■ ACTION ITEM ■
Whenever a line in the material below includes "Provide", copy that line.

■ DATA SHOWN ■
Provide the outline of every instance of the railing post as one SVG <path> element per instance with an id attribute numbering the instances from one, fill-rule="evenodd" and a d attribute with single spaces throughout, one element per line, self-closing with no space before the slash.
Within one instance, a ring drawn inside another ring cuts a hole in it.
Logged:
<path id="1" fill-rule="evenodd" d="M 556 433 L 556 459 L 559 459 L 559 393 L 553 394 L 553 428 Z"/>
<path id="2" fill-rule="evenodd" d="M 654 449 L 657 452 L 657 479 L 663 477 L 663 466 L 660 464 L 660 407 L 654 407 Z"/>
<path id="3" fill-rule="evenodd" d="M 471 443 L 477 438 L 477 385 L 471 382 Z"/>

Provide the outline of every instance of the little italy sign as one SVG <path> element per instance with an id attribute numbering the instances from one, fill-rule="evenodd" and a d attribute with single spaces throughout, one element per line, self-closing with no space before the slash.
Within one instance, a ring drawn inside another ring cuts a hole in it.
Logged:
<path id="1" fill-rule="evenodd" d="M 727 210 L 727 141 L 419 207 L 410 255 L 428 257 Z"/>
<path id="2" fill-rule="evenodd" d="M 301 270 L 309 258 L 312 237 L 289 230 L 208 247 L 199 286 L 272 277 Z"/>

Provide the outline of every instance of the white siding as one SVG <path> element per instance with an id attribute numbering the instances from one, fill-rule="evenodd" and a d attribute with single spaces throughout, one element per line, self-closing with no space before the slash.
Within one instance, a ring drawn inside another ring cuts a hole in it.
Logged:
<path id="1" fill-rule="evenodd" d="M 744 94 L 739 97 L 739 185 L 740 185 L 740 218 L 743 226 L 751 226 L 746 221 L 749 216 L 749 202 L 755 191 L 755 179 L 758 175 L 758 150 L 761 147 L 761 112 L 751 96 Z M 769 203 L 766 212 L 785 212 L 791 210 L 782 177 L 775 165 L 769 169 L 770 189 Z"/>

■ EXPECTED ANSWER ■
Provide the outline of every instance of the railing post as one SVG <path> element per instance with an id attribute numbering the instances from one, fill-rule="evenodd" and a d attribute with single spaces throughout, one element per line, self-closing with no space before the slash.
Provide the outline of every instance of the little italy sign as one SVG <path> element per instance with an id attribute numbering the instances from one, fill-rule="evenodd" and a d attribute with single spaces throughout, one element per line, self-closing with no space before the slash.
Provide the outline of every instance of the white siding as one SVG <path> element per instance with an id attribute numbering the instances from one, fill-rule="evenodd" and a d attribute with single spaces throughout, one element per line, self-closing with no space before the slash.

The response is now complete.